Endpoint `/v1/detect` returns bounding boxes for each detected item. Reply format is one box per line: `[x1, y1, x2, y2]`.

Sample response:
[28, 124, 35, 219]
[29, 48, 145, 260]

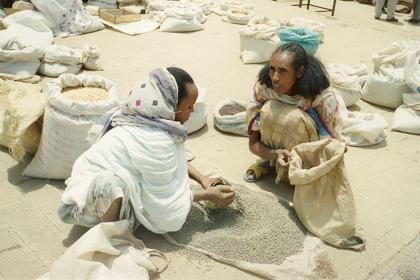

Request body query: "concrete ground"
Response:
[0, 0, 420, 280]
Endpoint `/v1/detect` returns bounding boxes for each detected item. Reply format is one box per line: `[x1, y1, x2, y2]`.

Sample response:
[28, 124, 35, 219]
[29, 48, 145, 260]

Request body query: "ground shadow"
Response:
[188, 124, 209, 139]
[7, 159, 65, 194]
[63, 225, 89, 248]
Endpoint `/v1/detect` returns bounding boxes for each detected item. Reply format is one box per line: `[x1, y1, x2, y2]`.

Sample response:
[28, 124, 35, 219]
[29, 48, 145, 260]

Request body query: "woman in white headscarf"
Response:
[58, 67, 235, 233]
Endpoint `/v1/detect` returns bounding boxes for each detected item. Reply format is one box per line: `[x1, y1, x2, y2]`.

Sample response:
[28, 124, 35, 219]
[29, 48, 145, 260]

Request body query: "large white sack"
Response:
[184, 85, 207, 134]
[38, 62, 83, 78]
[213, 99, 248, 136]
[213, 1, 254, 16]
[326, 63, 368, 107]
[336, 95, 388, 147]
[404, 51, 420, 93]
[160, 2, 206, 32]
[0, 10, 54, 48]
[239, 17, 280, 64]
[392, 93, 420, 134]
[32, 0, 105, 36]
[361, 64, 410, 109]
[372, 40, 420, 71]
[23, 74, 118, 179]
[38, 220, 168, 280]
[0, 40, 43, 77]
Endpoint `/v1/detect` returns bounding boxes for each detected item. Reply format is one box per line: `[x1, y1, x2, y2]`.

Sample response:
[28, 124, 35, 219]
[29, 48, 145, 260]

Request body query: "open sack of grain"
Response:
[159, 1, 206, 32]
[326, 63, 368, 107]
[392, 93, 420, 134]
[39, 45, 102, 77]
[183, 85, 207, 134]
[0, 39, 44, 81]
[239, 17, 280, 64]
[23, 74, 118, 179]
[289, 138, 365, 251]
[160, 180, 334, 279]
[213, 99, 248, 136]
[0, 81, 47, 161]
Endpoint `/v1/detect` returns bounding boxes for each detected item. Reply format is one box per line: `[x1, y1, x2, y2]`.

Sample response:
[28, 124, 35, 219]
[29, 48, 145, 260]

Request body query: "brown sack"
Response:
[289, 139, 365, 251]
[260, 100, 319, 183]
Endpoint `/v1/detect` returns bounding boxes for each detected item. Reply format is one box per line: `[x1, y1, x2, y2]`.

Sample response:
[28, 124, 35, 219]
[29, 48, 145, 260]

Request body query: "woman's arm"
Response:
[188, 164, 227, 190]
[193, 186, 235, 207]
[248, 131, 290, 166]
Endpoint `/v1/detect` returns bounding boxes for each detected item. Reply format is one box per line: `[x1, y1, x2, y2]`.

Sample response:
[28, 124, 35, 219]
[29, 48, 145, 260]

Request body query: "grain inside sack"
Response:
[62, 87, 109, 102]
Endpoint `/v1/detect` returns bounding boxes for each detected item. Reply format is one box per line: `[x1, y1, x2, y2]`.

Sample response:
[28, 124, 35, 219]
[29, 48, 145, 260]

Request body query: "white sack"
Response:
[213, 99, 248, 137]
[0, 40, 43, 77]
[222, 8, 254, 24]
[38, 220, 167, 280]
[392, 93, 420, 134]
[23, 74, 118, 179]
[39, 45, 102, 77]
[38, 62, 83, 78]
[160, 2, 206, 32]
[372, 40, 420, 71]
[0, 10, 54, 48]
[404, 51, 420, 93]
[337, 96, 388, 147]
[32, 0, 105, 36]
[239, 17, 280, 64]
[183, 86, 207, 134]
[213, 1, 254, 16]
[326, 63, 368, 107]
[12, 1, 35, 11]
[361, 64, 410, 109]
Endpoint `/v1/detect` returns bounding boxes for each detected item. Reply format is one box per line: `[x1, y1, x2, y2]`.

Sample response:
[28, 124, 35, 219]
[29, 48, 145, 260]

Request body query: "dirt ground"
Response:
[0, 0, 420, 279]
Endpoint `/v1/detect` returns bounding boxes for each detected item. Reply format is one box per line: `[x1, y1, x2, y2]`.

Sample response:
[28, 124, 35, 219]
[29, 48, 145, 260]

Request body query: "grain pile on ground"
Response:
[63, 87, 109, 102]
[170, 186, 305, 264]
[219, 104, 245, 116]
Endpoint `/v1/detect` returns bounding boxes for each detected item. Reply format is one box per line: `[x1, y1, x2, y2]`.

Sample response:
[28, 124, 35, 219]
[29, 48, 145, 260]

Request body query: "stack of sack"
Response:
[336, 95, 388, 147]
[0, 39, 44, 82]
[160, 1, 207, 32]
[239, 17, 280, 64]
[147, 0, 207, 32]
[392, 51, 420, 134]
[32, 0, 105, 36]
[214, 1, 254, 24]
[326, 63, 368, 107]
[39, 45, 102, 77]
[0, 10, 54, 49]
[23, 74, 118, 179]
[361, 41, 420, 109]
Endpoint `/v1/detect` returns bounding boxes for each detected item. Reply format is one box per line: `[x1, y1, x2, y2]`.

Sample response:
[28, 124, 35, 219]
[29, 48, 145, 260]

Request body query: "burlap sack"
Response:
[289, 139, 365, 251]
[260, 100, 319, 182]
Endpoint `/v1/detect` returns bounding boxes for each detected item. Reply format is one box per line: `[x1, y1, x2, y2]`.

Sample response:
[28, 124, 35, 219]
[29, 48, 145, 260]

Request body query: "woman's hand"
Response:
[207, 185, 235, 208]
[276, 149, 292, 167]
[201, 177, 227, 190]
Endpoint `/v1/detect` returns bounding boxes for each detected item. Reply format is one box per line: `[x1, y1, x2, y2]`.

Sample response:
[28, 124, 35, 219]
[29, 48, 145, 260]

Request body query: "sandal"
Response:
[386, 17, 398, 22]
[244, 163, 270, 183]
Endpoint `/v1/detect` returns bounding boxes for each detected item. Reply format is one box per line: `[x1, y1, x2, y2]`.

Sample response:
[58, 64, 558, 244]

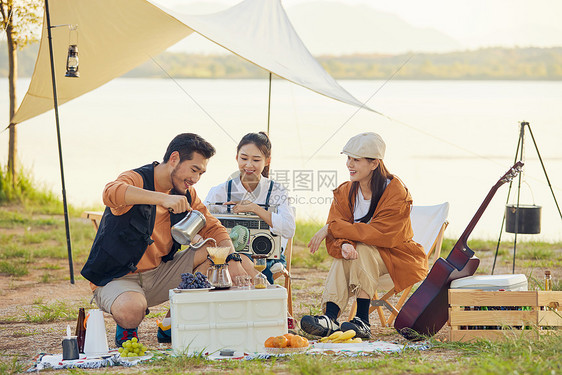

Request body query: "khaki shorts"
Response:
[322, 243, 388, 312]
[94, 250, 195, 313]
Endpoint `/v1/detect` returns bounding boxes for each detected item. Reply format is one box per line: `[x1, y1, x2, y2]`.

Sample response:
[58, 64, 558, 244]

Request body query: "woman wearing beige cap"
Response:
[301, 133, 427, 338]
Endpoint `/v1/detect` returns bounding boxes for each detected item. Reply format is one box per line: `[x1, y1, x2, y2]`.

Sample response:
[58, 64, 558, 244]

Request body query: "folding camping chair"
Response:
[349, 202, 449, 327]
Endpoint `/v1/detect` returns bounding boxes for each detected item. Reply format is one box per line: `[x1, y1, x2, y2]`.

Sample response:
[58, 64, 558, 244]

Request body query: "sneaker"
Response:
[115, 324, 139, 348]
[156, 320, 172, 344]
[341, 316, 372, 339]
[301, 315, 340, 337]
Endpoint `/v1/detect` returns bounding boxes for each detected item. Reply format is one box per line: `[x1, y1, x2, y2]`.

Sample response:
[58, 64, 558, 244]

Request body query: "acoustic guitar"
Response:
[394, 162, 523, 341]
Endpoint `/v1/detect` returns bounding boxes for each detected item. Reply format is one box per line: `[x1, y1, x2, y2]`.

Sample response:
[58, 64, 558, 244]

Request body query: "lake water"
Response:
[0, 79, 562, 241]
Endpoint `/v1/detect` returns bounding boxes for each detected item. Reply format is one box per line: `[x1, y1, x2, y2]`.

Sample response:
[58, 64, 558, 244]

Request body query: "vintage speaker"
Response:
[211, 210, 281, 259]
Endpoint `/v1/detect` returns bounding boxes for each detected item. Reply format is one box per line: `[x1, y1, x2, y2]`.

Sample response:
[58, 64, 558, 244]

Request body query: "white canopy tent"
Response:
[10, 0, 371, 284]
[11, 0, 371, 124]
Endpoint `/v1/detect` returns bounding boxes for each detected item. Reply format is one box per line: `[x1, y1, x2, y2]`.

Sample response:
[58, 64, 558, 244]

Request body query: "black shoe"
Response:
[301, 315, 340, 337]
[341, 316, 372, 339]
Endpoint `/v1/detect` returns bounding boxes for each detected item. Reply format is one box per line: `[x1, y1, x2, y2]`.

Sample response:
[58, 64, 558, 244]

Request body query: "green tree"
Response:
[0, 0, 43, 184]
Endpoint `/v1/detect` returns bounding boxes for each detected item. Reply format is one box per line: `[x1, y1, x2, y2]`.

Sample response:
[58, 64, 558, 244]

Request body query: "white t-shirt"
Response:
[203, 176, 295, 242]
[353, 179, 390, 223]
[353, 187, 371, 223]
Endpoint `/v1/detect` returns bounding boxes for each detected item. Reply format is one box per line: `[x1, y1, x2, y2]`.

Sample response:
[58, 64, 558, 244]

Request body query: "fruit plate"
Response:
[265, 345, 310, 354]
[120, 352, 152, 361]
[172, 286, 215, 293]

_Instructions for the task_: Present the lines from the first line of the entries up to and including the line with "[58, 67, 235, 233]" as a Markdown table with the columns Row and Line, numbering each row and skipping blank lines. Leave the pictures out of the table.

_Written answer_:
| Row | Line |
|---|---|
| 1 | Endpoint `/v1/detect` returns bounding boxes for each detected item. Reply format is one box per line: `[x1, y1, x2, y2]`. |
| 2 | Sample response: |
| 3 | [28, 124, 35, 219] |
| 4 | [29, 48, 145, 260] |
| 5 | Request body query: "concrete ground" |
| 6 | Response: |
| 7 | [0, 0, 420, 280] |
| 8 | Endpoint `/v1/detect` returns bounding boxes for each detected item. Reply format is one box per line: `[x1, y1, x2, y2]`. |
| 9 | Sample response: |
| 10 | [28, 124, 35, 219] |
| 11 | [29, 48, 145, 260] |
| 12 | Request body query: "ground shadow" |
| 13 | Response: |
| 14 | [188, 124, 209, 139] |
| 15 | [7, 159, 65, 194] |
| 16 | [63, 225, 89, 248] |
| 17 | Endpoint `/v1/detect` returns bounding boxes for each detected item. Reply format is one box per line: `[x1, y1, x2, y2]`. |
| 18 | Sample response: |
| 19 | [28, 124, 35, 219] |
| 20 | [29, 48, 145, 260] |
| 21 | Request body query: "woman in white headscarf" |
| 22 | Response: |
| 23 | [58, 67, 235, 233] |